Return every line in the rows below that contains the word "wine", treating case as significant.

[Dataset excerpt]
◇ ◇ ◇

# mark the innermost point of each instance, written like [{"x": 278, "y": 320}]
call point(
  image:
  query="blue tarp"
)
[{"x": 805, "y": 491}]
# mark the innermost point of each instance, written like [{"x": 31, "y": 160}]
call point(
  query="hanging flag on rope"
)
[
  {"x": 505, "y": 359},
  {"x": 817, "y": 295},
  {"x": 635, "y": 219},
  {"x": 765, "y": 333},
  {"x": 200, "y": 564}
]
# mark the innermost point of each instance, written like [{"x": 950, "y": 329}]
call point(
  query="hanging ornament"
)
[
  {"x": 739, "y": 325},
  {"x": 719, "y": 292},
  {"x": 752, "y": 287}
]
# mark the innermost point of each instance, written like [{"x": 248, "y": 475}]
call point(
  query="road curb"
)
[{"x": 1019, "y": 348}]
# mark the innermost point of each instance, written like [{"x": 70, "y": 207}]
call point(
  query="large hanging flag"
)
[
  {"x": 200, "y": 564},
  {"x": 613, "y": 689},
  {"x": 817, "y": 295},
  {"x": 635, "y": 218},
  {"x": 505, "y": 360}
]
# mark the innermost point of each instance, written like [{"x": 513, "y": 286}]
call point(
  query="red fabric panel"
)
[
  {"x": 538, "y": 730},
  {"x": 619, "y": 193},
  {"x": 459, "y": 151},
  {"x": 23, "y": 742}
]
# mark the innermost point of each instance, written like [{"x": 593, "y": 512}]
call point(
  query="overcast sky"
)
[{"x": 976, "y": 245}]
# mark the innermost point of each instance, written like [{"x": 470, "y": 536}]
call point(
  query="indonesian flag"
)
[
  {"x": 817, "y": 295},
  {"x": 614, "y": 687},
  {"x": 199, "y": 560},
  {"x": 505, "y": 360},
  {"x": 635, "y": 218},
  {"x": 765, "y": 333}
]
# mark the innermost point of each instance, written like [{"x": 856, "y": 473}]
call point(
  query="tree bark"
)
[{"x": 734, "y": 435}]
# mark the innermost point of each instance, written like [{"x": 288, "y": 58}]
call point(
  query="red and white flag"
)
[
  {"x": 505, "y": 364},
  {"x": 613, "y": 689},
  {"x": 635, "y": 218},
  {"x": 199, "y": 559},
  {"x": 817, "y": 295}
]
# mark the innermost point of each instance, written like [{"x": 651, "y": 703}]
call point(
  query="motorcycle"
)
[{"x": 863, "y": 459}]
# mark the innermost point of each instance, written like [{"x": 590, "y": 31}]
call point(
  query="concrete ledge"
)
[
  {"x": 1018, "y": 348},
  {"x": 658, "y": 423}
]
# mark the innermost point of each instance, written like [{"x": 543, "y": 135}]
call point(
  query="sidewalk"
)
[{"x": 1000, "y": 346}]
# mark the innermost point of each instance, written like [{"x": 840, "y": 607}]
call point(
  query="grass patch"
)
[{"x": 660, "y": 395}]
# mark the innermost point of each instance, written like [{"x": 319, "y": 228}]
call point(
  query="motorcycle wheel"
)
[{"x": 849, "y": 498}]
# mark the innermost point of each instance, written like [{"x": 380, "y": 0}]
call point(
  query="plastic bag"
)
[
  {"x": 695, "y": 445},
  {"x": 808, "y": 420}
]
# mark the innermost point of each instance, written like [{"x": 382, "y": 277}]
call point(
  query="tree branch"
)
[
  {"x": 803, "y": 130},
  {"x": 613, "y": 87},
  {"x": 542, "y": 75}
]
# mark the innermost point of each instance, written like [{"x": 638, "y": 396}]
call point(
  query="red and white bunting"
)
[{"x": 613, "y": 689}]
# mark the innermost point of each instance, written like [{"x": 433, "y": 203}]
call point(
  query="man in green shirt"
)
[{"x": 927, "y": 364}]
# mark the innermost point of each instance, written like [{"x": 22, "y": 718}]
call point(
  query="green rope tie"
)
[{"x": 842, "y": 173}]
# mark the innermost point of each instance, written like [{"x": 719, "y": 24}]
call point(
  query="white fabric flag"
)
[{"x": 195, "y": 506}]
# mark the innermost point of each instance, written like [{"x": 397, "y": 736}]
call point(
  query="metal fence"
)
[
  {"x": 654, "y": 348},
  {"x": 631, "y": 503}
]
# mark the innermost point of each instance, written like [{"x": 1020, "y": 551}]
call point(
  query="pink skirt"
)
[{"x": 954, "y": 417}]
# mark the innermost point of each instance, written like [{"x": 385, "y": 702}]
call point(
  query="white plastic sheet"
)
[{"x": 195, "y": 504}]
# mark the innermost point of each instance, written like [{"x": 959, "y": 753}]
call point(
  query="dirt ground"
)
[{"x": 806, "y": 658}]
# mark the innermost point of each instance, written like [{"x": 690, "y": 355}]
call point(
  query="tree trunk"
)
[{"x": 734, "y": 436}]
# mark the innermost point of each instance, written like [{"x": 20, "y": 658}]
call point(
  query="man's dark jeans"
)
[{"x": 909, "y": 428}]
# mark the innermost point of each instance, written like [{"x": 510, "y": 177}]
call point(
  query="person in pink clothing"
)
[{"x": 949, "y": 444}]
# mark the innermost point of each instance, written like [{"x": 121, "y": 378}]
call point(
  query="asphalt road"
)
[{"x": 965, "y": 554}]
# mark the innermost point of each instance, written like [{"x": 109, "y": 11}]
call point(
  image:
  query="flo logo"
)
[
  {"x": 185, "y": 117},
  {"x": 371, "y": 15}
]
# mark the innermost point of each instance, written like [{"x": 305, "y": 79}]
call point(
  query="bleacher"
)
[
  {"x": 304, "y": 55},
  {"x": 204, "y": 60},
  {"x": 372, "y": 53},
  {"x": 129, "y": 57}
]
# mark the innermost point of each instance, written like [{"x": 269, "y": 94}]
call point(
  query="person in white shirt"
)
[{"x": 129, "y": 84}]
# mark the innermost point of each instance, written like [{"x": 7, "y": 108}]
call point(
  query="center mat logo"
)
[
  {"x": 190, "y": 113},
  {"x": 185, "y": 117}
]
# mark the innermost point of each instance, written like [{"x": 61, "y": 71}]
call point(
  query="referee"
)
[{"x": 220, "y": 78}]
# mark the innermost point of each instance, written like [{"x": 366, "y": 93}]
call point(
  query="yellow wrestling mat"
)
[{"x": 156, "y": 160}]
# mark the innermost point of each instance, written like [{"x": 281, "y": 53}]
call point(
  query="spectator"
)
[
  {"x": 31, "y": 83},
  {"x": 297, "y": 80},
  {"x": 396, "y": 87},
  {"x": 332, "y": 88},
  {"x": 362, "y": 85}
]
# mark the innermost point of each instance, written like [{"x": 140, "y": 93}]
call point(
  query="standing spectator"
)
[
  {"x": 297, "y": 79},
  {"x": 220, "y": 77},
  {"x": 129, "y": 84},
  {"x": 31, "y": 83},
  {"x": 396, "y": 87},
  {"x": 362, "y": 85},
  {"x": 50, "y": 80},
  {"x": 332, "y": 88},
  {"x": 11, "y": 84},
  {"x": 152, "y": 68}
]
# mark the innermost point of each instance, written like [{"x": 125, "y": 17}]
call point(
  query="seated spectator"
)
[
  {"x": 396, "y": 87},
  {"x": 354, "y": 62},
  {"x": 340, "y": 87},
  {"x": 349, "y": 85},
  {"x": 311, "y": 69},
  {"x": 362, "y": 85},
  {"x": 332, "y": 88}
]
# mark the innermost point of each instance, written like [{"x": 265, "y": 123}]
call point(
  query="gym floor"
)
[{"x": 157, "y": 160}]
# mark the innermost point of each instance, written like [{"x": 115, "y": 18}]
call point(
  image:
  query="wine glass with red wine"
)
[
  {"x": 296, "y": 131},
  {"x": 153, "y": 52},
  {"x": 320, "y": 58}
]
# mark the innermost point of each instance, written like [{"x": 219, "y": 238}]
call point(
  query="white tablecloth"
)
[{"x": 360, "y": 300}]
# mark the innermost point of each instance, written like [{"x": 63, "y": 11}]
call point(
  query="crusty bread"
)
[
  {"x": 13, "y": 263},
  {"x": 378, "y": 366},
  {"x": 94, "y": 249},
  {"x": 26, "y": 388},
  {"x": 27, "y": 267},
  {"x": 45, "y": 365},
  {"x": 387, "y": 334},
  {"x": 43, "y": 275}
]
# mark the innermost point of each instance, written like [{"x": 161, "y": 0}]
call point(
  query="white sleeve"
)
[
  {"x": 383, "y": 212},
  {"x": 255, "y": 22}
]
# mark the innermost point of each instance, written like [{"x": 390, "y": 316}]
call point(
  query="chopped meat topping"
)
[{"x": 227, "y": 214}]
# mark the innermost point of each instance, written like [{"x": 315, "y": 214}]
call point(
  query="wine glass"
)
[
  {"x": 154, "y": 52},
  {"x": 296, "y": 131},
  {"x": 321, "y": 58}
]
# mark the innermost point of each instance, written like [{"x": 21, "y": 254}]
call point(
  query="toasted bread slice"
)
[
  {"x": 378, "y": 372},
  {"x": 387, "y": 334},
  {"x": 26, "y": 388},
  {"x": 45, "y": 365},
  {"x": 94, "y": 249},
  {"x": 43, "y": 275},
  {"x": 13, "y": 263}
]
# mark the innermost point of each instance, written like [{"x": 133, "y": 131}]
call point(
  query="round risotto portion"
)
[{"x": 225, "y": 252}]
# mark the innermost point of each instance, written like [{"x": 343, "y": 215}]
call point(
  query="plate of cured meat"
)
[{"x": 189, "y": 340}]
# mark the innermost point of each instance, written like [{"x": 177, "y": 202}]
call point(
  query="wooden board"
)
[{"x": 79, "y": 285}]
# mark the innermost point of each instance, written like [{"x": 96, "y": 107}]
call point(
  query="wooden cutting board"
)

◇ ◇ ◇

• **Response for this exercise**
  query="wine glass with red wine"
  query="wine glass"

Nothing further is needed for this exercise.